TEXT TO READ ▸
--- START ---

License is a big thing. In most cases you want to put your own IPs in the same ASIC, and many companies are afraid of putting GPL code together with their own stuff. The leon and opensparc are available as GPL and as a commercial license that cost quite a bit, while the OpenRISC is LGPL only, which makes it more suitable for commercial interests in this case.

Comment Re:OpenRISC on FPGA? (Score 1) 165

I'm very interested in that area, but haven't had time to look at it in details. One way to move forward could be to profile drivers and see if there are any heavy number-crunching parts that could benefit from being moved to hardware. In the short run this would require patched drivers to interface the hardware, but in the long run I would like to see completely new interfaces, just as OpenGL defined a HW/SW interface for something that was traditionally done in software

Comment Re:Where can I get one? (Score 1) 165

Some of the OpenRISC founders started Beyond semiconductors. They have made ASICs of designs based on the OpenRISC. As it is closed-source, I don't know how far from the original OpenRISC they have deviated. Flextronics have also made OpenRISC ASICs about ten years ago. There are many more, but most are under NDAs.

--- END ---

SUPPLIED ENTRIES ▸
--- START ---

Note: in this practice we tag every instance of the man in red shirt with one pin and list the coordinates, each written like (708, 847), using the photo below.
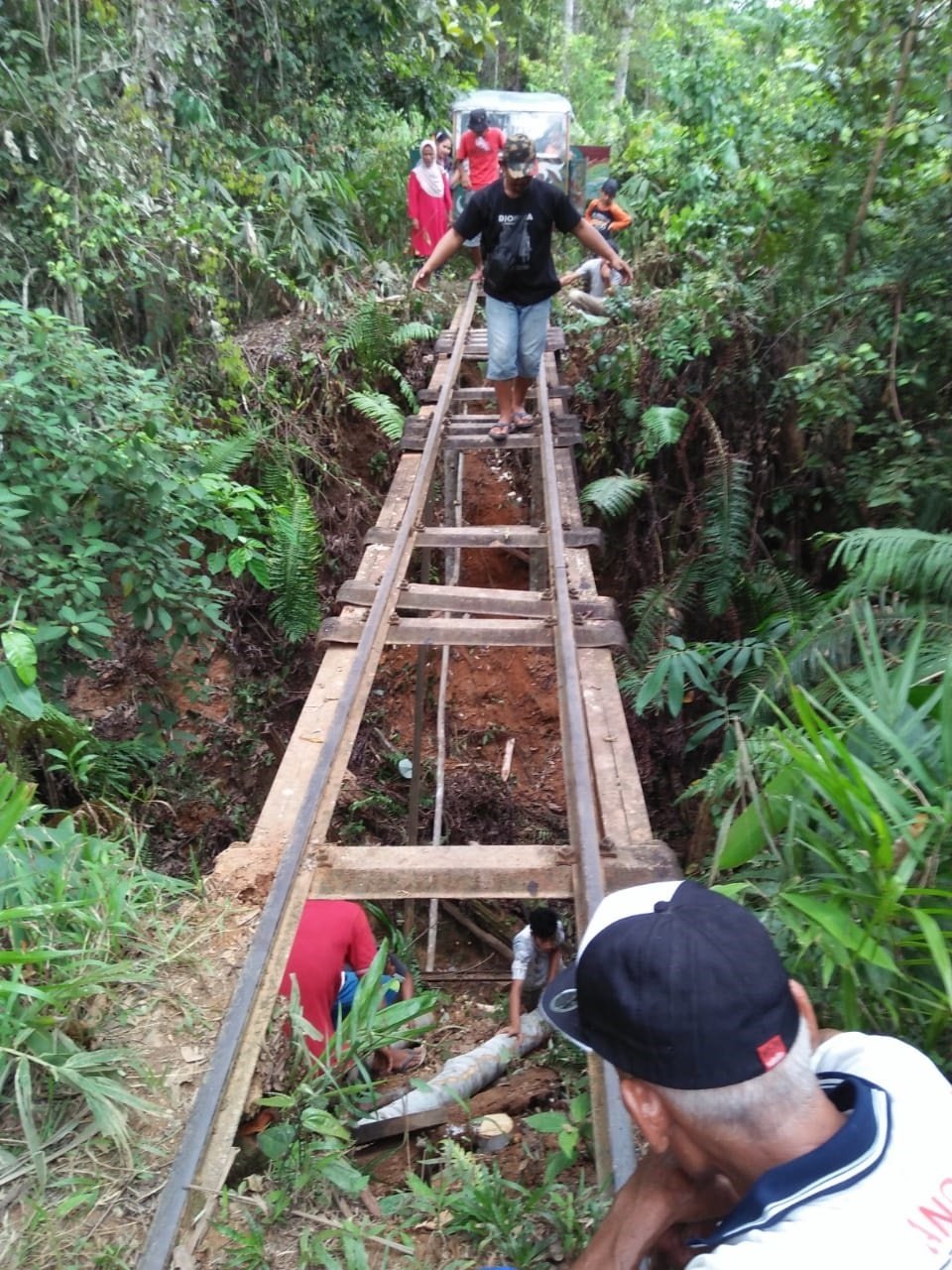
(479, 150)
(333, 934)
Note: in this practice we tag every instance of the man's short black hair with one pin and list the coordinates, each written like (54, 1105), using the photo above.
(543, 922)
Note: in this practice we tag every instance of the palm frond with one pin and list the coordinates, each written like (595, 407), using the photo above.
(725, 534)
(295, 552)
(225, 454)
(910, 562)
(385, 413)
(367, 334)
(661, 426)
(613, 495)
(412, 331)
(656, 613)
(778, 594)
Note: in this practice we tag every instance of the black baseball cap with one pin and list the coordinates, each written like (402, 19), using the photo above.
(678, 985)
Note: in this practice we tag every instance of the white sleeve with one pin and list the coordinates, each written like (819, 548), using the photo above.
(524, 951)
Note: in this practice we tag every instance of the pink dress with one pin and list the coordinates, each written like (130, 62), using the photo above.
(430, 212)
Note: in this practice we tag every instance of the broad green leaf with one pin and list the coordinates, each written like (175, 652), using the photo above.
(758, 824)
(22, 654)
(19, 698)
(839, 922)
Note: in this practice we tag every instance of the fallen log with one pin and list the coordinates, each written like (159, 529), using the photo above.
(460, 1078)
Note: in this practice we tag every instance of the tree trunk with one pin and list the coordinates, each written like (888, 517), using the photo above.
(621, 66)
(866, 198)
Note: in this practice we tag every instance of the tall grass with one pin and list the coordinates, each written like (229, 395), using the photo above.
(75, 911)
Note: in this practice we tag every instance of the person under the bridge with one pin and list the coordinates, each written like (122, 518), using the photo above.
(516, 216)
(608, 217)
(771, 1142)
(537, 959)
(331, 937)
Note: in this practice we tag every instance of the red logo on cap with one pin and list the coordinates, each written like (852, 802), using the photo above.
(772, 1052)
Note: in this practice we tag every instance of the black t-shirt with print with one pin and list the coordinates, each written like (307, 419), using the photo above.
(542, 207)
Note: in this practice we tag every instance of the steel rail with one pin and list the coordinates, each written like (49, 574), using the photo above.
(613, 1134)
(169, 1214)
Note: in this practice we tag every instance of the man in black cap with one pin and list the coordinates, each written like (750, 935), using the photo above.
(794, 1148)
(516, 216)
(477, 164)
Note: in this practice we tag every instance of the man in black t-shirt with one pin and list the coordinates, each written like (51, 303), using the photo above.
(516, 216)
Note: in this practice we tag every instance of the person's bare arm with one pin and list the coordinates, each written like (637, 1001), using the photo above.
(588, 235)
(447, 246)
(657, 1197)
(515, 1028)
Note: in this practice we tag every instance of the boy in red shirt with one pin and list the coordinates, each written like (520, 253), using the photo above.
(334, 934)
(479, 148)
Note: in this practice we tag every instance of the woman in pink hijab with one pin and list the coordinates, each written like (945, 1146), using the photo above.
(428, 200)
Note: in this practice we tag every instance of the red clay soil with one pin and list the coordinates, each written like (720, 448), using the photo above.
(494, 694)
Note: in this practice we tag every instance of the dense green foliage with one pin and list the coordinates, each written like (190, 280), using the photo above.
(767, 423)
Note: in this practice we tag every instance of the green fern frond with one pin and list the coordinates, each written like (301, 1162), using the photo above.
(295, 552)
(407, 390)
(778, 594)
(613, 495)
(367, 335)
(661, 426)
(725, 534)
(657, 613)
(910, 562)
(276, 480)
(226, 454)
(385, 413)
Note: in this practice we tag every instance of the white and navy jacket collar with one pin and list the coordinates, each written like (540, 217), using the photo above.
(855, 1151)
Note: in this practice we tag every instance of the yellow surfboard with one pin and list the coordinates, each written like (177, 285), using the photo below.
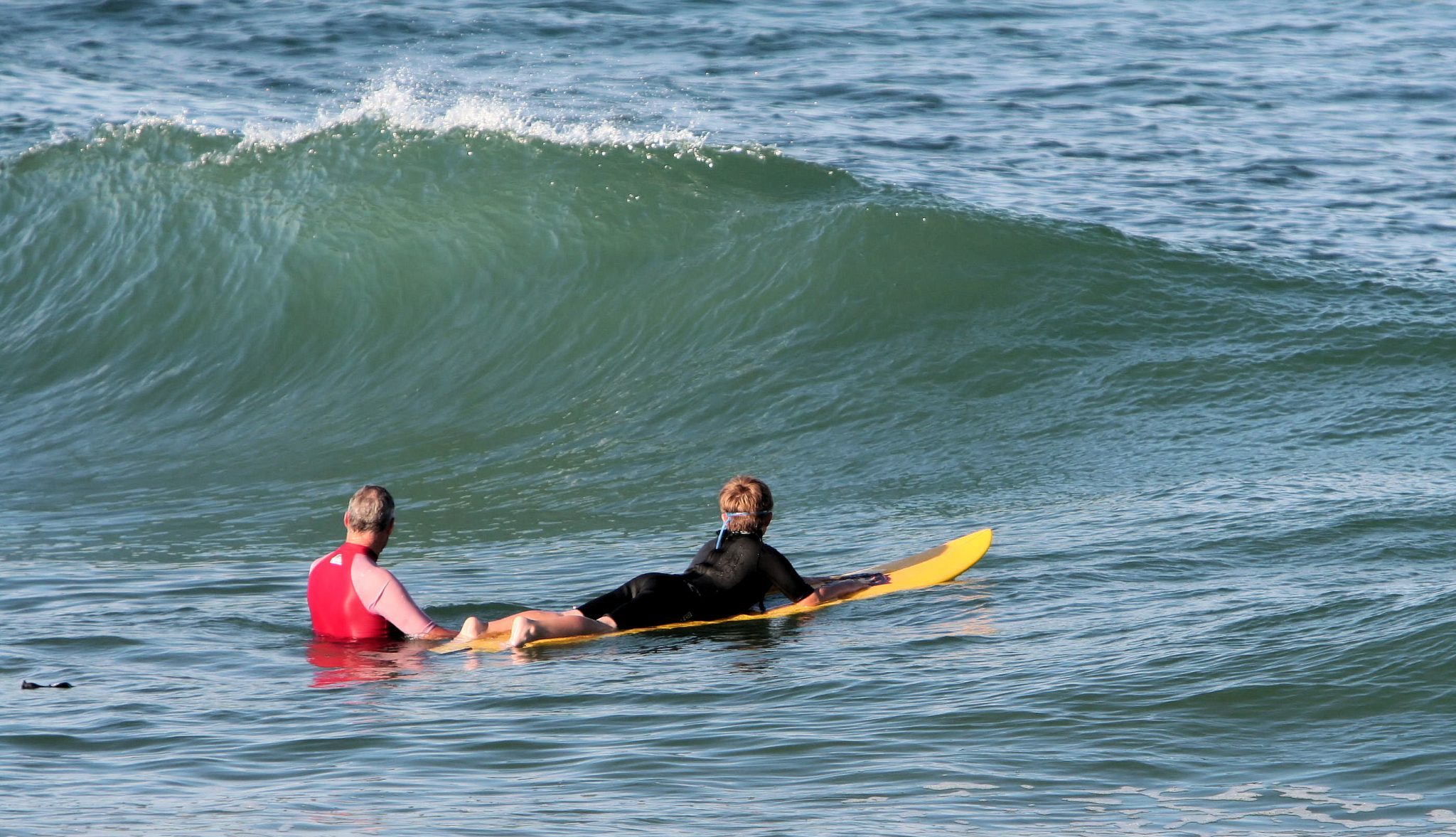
(928, 568)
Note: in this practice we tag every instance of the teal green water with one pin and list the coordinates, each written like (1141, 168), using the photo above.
(552, 299)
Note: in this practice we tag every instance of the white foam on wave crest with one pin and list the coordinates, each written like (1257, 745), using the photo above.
(407, 105)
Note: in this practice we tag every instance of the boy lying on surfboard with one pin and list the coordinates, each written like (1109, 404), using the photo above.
(729, 577)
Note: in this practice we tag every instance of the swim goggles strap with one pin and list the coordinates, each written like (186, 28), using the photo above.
(730, 516)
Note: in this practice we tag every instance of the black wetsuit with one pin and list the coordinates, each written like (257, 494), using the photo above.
(718, 584)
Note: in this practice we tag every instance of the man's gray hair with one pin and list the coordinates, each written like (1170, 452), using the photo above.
(372, 508)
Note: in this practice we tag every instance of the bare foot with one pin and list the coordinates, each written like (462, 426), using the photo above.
(523, 631)
(471, 629)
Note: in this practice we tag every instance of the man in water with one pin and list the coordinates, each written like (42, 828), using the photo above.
(351, 596)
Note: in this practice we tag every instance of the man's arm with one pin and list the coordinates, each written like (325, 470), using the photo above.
(385, 596)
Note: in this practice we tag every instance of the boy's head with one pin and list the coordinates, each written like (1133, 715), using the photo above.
(372, 508)
(750, 501)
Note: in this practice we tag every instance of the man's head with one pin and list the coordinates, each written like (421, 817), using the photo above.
(372, 510)
(750, 501)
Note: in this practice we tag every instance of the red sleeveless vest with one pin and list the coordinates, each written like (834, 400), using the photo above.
(337, 610)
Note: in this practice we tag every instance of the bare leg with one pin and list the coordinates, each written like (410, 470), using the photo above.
(473, 628)
(543, 625)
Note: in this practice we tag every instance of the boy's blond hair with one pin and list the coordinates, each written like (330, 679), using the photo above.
(749, 497)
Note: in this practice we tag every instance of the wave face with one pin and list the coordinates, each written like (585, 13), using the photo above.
(171, 292)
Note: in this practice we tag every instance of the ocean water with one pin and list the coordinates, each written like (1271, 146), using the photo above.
(1160, 292)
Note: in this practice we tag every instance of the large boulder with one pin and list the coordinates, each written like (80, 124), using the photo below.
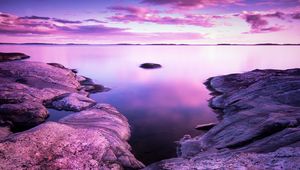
(26, 86)
(91, 139)
(259, 124)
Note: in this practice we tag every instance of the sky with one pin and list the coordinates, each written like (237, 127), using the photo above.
(150, 21)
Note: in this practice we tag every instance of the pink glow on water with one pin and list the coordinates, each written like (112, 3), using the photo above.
(166, 102)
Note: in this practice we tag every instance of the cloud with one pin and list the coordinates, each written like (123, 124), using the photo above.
(296, 15)
(143, 15)
(36, 25)
(259, 24)
(53, 29)
(192, 3)
(34, 17)
(66, 21)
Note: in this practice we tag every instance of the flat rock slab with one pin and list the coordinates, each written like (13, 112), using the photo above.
(26, 86)
(95, 138)
(258, 128)
(91, 139)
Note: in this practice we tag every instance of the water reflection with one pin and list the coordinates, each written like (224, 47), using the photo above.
(164, 104)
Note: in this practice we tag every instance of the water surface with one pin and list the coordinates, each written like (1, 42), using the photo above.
(162, 104)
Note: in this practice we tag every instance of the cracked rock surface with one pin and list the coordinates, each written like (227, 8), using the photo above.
(94, 138)
(259, 124)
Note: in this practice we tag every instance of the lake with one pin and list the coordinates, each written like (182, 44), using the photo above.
(162, 104)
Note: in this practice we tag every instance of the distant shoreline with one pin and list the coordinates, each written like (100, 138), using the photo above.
(128, 44)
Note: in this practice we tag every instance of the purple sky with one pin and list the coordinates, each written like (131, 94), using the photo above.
(150, 21)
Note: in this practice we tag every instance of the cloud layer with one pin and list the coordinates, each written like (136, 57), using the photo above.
(192, 3)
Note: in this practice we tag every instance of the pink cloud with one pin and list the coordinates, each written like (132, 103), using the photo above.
(143, 15)
(41, 28)
(35, 25)
(259, 24)
(192, 3)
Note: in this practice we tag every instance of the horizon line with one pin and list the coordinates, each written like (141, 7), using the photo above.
(174, 44)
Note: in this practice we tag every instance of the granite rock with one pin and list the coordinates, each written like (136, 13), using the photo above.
(92, 139)
(259, 128)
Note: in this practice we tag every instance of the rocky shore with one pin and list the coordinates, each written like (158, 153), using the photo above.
(259, 115)
(95, 137)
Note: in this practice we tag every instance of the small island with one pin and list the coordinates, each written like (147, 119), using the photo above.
(150, 66)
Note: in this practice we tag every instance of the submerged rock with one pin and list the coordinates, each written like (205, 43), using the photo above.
(205, 126)
(91, 139)
(150, 65)
(259, 126)
(12, 56)
(72, 102)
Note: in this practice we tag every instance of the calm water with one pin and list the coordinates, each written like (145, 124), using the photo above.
(163, 104)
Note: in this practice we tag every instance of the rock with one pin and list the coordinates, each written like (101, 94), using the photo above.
(27, 86)
(95, 138)
(12, 56)
(72, 102)
(89, 86)
(91, 139)
(4, 132)
(258, 128)
(150, 65)
(205, 126)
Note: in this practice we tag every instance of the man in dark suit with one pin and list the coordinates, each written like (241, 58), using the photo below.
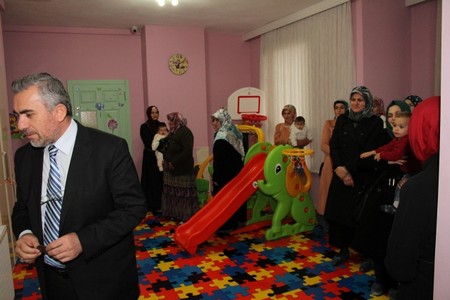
(93, 255)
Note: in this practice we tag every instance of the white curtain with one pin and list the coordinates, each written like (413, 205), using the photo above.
(309, 64)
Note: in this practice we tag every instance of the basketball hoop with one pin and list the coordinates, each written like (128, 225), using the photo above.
(295, 152)
(253, 119)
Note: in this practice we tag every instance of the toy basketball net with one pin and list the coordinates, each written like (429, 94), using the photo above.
(253, 119)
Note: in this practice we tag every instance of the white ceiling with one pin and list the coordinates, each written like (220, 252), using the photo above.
(234, 16)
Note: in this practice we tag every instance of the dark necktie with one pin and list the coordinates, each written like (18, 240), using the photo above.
(53, 206)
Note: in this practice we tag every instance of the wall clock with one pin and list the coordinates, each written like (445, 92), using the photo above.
(178, 64)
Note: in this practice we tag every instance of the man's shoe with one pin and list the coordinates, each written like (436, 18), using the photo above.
(392, 294)
(366, 265)
(377, 289)
(341, 257)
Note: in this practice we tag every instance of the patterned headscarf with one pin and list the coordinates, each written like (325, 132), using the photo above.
(291, 108)
(368, 100)
(377, 101)
(414, 99)
(424, 128)
(178, 121)
(343, 102)
(228, 131)
(403, 107)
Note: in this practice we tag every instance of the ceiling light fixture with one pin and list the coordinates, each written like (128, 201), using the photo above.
(163, 2)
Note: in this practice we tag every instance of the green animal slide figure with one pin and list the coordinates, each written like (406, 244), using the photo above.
(286, 187)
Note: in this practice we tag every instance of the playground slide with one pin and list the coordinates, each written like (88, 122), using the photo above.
(221, 207)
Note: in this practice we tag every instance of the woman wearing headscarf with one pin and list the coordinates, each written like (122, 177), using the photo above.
(340, 107)
(412, 101)
(411, 245)
(373, 230)
(179, 199)
(354, 133)
(282, 130)
(151, 178)
(228, 153)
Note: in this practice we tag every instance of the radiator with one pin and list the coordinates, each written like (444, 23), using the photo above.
(6, 282)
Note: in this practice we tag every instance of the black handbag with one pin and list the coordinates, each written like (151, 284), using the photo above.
(363, 196)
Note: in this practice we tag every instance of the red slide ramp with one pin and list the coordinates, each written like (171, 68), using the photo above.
(221, 207)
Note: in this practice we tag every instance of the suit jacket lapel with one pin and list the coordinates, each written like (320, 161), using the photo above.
(80, 154)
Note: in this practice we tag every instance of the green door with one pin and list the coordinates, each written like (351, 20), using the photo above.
(102, 104)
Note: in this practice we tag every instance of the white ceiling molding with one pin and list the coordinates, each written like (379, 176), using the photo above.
(302, 14)
(412, 2)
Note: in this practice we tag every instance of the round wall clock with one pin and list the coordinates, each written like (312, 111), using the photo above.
(178, 64)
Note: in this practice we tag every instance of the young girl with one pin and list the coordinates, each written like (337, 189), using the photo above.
(162, 133)
(397, 150)
(300, 135)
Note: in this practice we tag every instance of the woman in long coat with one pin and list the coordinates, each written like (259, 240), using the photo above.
(228, 153)
(151, 178)
(354, 133)
(179, 200)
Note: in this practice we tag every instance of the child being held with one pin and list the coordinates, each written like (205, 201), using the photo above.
(162, 133)
(397, 150)
(300, 135)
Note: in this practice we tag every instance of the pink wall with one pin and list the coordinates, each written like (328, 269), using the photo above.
(75, 54)
(423, 43)
(218, 65)
(226, 54)
(392, 61)
(442, 263)
(186, 93)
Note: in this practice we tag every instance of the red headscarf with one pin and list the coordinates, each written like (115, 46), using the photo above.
(424, 128)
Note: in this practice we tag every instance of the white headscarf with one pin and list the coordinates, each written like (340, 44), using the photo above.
(228, 131)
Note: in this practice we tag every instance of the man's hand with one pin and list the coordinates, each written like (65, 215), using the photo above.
(66, 248)
(26, 248)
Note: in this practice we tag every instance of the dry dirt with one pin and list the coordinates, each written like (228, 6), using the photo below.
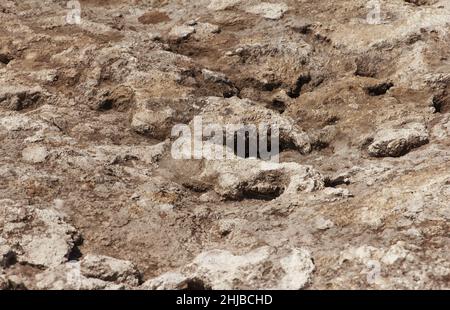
(360, 199)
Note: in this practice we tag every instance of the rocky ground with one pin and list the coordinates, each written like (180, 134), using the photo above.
(91, 198)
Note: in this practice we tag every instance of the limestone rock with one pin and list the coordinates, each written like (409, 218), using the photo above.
(272, 11)
(264, 267)
(397, 142)
(35, 154)
(39, 237)
(110, 269)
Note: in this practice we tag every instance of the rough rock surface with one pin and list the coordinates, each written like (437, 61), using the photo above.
(258, 269)
(92, 198)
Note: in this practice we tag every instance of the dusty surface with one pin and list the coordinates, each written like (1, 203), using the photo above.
(90, 196)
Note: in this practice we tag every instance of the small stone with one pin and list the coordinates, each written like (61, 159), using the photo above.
(35, 154)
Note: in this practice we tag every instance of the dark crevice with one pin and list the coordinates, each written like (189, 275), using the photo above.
(263, 196)
(336, 181)
(440, 102)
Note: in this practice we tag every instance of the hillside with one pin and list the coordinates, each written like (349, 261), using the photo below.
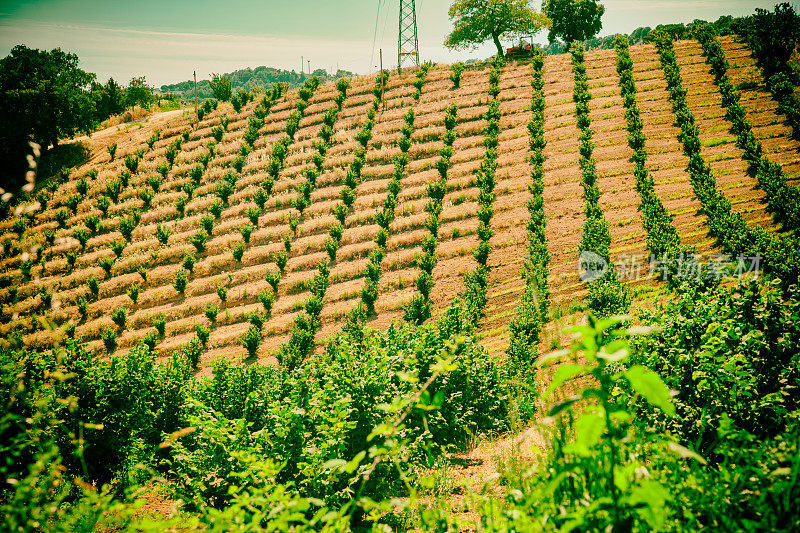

--- END ---

ACTIONS TO TAKE ▸
1/ Using the OpenRISC comments above, mark each statement yes or no according to whether the comments support it, and quote the words that settle it: (a) The OpenRISC is offered only under the LGPL. (b) Flextronics made OpenRISC ASICs about five years ago. (c) The leon can be had only under a commercial license.
2/ Pick up the OpenRISC comments where they stop and continue them.

EXPECTED RESPONSES ▸
1/
(a) Yes: "the OpenRISC is LGPL only"
(b) No: "Flextronics have also made OpenRISC ASICs about ten years ago."
(c) No: "The leon and opensparc are available as GPL and as a commercial license that cost quite a bit"

2/
Comment Re:OpenRISC on FPGA? (Score 1) 165

Yes, there are several ports for different development boards with FPGAs from Actel, Altera or Xilinx.. Here's a list of some boards that are supported by ORPSoC (The OpenRISC Reference System On Chip) http://opencores.org/or1k/FPGA_Development_Boards Most of them contain UART, Ethernet, GPIO, SPI and in some cases HDMI, USB and Flash.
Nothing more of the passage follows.